### Activities
a: In the passage on Trump's trade truce with the European Union, what tariff did Trump threaten on European auto imports?
b: List every party that the passage on Trump's trade truce with the European Union says was telling Trump to cool it.
c: From the passage on Trump's trade truce with the European Union, transcribe the part starting at "All the while, he" and ending at "chorusing their opposition.".

### Document segment

-- Opening Marker --

Here is the lesson of President Donald Trump's sudden decision Wednesday to call a truce in his trade war with the European Union: Pushback works.

As recently as Tuesday, Trump seemed committed to escalating the tariff war he started with Europe on June 1 by implementing steel and aluminum tariffs on that 28-nation confederation. The E.U. retaliated on June 22 with levies on iconic U.S. goods such as bourbon and Harley-Davidson motorcycles — and Trump raised the ante by threatening a 25 percent tariff on European auto imports.

All the while, he pursued tariffs against other trading partners such as Canada, China and Mexico, which were striking back against U.S. agricultural and industrial goods produced in heartland states where Republican senators and members of Congress face difficult midterm elections. It did not help Trump's cause that U.S.-based auto manufacturers who would purportedly benefit from tariff protection did not want it — and said so loud and clear. The administration's proposal to hand farm country a $12 billion trade-war bailout also fell flat, with Republican senators chorusing their opposition.

With U.S. industry, U.S. agriculture, long-standing European trading partners and members of his own party all telling Trump to cool it, he did something he rarely does — listen. The "deal" the president trumpeted on Wednesday in the company of European Commission President Jean-Claude Juncker was his face-saving off-ramp. It amounts to little more than a mutual promise to talk about reducing trade barriers on both sides of the Atlantic, and to impose no new ones in the meantime.

-- Closing Marker --

### Dataset

-- Opening Marker --

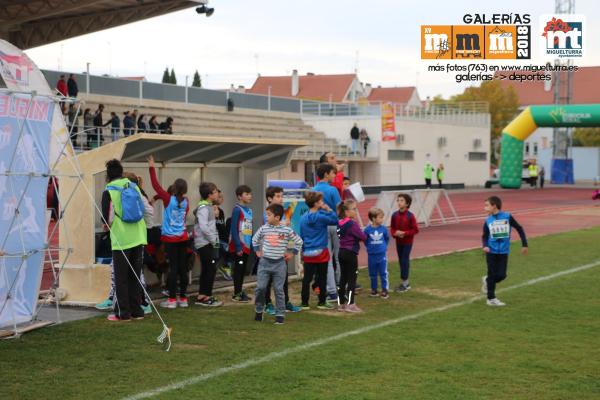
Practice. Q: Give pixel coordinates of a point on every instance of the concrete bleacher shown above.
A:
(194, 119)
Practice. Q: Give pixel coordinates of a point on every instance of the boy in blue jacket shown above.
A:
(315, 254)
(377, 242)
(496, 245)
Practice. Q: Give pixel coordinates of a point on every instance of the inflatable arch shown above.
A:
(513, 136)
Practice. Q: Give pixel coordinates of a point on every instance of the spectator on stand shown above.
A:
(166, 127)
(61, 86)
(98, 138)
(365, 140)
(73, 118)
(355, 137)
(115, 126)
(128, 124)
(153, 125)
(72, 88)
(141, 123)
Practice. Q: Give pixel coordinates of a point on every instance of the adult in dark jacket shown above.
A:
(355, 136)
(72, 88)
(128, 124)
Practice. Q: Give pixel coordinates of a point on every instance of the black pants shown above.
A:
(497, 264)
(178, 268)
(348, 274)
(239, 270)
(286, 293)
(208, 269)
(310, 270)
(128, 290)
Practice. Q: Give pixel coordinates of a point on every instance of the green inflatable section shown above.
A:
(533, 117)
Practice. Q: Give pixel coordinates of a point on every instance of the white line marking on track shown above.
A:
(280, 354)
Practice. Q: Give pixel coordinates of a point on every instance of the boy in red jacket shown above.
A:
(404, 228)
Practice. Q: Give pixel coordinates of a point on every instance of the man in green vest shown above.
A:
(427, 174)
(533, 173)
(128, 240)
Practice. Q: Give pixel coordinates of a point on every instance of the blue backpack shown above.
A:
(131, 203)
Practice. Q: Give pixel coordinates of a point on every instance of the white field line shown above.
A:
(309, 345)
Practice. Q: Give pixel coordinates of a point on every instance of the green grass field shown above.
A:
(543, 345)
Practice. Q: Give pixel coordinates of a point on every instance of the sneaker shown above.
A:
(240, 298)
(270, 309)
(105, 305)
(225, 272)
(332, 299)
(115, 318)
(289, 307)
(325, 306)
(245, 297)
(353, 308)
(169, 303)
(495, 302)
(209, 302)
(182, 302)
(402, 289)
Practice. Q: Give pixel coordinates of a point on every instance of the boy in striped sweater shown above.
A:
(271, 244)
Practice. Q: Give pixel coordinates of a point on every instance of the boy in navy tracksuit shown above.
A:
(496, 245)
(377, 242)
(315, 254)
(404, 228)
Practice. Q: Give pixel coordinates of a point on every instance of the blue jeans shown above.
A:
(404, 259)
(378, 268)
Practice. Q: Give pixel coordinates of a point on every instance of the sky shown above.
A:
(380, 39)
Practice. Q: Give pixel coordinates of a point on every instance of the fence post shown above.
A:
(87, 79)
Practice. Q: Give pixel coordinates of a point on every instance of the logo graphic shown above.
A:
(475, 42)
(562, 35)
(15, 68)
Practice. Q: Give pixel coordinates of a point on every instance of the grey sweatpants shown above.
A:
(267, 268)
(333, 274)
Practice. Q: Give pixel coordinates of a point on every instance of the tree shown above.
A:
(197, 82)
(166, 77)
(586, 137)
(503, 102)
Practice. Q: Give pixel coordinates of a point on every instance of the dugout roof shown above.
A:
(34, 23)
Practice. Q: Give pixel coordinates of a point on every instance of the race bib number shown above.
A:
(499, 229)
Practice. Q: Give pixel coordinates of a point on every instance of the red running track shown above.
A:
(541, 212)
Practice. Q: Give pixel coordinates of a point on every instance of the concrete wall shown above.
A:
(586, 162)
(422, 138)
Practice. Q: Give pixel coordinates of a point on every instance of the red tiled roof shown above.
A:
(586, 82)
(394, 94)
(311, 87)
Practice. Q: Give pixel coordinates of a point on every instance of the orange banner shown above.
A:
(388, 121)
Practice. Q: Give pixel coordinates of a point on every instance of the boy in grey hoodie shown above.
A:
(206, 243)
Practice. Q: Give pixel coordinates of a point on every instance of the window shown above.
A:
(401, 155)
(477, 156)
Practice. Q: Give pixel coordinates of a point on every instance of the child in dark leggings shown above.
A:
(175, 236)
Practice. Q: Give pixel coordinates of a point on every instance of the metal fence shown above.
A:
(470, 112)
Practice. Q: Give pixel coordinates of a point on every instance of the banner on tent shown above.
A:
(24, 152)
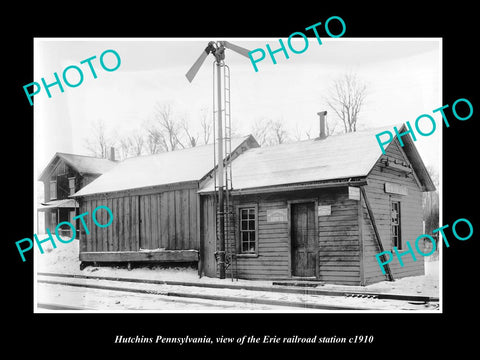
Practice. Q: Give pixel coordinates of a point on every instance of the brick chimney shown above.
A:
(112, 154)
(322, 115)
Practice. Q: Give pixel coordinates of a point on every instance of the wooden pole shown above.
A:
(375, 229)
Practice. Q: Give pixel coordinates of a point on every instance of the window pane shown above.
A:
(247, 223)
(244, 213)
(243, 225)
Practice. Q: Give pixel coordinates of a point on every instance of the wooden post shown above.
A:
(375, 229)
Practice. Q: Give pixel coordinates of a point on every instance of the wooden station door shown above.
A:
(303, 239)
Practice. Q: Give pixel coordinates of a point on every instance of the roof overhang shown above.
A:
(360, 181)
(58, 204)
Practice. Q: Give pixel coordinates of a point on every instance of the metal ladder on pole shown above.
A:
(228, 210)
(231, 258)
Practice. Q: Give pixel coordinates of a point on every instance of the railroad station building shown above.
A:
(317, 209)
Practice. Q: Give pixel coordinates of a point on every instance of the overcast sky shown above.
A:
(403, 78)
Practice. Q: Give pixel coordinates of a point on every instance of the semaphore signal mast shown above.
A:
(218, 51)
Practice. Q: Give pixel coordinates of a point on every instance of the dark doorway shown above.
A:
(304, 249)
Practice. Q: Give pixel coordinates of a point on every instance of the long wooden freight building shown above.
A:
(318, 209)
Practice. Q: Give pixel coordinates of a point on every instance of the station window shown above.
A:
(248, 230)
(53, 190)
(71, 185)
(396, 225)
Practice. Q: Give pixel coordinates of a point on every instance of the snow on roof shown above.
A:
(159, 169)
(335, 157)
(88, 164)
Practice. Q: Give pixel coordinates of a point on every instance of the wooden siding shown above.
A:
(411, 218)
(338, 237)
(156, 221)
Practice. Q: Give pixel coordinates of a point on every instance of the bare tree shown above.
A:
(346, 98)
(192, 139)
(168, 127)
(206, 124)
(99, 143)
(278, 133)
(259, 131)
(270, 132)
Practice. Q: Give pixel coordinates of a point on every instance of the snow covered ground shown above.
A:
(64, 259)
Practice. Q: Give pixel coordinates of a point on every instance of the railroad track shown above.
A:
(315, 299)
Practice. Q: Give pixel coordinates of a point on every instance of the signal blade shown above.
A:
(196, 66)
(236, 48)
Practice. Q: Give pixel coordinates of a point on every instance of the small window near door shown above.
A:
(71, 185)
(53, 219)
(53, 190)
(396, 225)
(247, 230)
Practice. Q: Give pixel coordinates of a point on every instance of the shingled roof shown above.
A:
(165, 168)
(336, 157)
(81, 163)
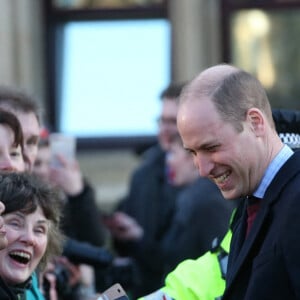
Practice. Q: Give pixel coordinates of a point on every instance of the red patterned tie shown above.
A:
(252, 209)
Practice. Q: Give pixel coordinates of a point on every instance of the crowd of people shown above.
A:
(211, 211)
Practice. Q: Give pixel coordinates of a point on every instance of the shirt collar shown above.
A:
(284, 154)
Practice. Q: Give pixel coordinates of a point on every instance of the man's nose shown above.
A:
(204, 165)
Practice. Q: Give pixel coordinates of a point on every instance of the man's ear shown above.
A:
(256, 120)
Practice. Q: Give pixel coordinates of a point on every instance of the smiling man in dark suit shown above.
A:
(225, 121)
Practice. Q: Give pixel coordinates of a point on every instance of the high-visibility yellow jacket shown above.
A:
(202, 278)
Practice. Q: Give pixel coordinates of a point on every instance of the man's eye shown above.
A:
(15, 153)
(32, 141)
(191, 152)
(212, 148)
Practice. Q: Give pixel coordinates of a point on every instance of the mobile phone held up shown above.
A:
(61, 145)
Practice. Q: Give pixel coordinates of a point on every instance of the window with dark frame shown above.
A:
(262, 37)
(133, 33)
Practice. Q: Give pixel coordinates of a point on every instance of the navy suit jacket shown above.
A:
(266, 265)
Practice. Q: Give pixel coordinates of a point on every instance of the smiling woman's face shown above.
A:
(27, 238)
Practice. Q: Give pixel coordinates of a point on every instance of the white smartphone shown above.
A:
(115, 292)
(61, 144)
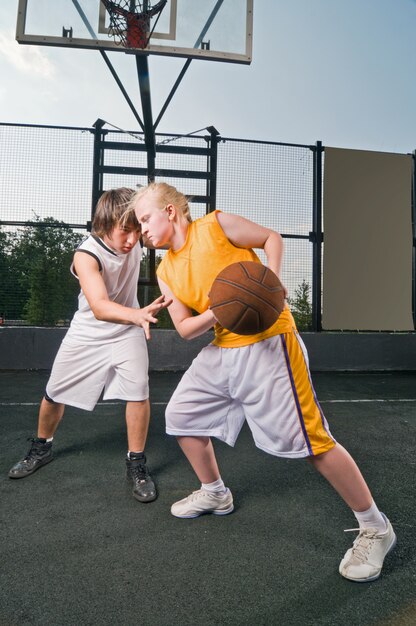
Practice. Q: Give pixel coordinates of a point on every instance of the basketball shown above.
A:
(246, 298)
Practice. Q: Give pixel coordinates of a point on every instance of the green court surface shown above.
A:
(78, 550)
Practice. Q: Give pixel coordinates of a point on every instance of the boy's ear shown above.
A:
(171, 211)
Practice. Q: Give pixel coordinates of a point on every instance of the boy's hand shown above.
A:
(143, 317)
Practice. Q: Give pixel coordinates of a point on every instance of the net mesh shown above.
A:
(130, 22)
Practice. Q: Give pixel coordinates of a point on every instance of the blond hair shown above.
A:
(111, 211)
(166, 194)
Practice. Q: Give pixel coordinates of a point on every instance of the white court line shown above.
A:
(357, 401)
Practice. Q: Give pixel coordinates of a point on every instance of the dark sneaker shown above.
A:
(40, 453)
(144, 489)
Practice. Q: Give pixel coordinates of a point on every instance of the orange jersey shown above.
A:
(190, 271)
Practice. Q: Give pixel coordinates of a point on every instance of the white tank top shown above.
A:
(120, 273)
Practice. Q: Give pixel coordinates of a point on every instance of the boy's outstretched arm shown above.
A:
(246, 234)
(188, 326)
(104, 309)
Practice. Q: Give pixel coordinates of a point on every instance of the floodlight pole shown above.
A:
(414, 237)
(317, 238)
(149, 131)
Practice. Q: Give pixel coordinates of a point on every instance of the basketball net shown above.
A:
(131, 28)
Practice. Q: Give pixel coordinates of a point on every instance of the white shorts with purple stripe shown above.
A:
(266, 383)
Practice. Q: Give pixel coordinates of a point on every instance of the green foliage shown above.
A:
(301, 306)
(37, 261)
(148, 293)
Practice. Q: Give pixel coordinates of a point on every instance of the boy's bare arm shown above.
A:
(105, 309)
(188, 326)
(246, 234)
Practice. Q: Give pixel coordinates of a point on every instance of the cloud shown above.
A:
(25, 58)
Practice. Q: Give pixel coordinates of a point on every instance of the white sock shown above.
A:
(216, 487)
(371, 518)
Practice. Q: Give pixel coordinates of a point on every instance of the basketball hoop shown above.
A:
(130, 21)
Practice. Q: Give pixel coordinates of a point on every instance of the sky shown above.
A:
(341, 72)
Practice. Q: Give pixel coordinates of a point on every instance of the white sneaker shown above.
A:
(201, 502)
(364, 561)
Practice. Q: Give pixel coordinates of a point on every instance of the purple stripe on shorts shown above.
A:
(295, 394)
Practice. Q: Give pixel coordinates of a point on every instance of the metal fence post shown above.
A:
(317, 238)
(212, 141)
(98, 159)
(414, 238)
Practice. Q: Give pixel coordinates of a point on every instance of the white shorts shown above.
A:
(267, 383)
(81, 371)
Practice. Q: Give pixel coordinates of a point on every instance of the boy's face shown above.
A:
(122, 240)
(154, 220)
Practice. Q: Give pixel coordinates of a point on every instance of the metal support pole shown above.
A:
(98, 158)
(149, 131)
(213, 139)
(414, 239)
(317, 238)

-- Closing Marker --

### Exercise solutions
a: A 25 percent tariff.

b:
- U.S. industry
- U.S. agriculture
- Long-standing European trading partners
- Members of his own party

c:
All the while, he pursued tariffs against other trading partners such as Canada, China and Mexico, which were striking back against U.S. agricultural and industrial goods produced in heartland states where Republican senators and members of Congress face difficult midterm elections. It did not help Trump's cause that U.S.-based auto manufacturers who would purportedly benefit from tariff protection did not want it — and said so loud and clear. The administration's proposal to hand farm country a $12 billion trade-war bailout also fell flat, with Republican senators chorusing their opposition.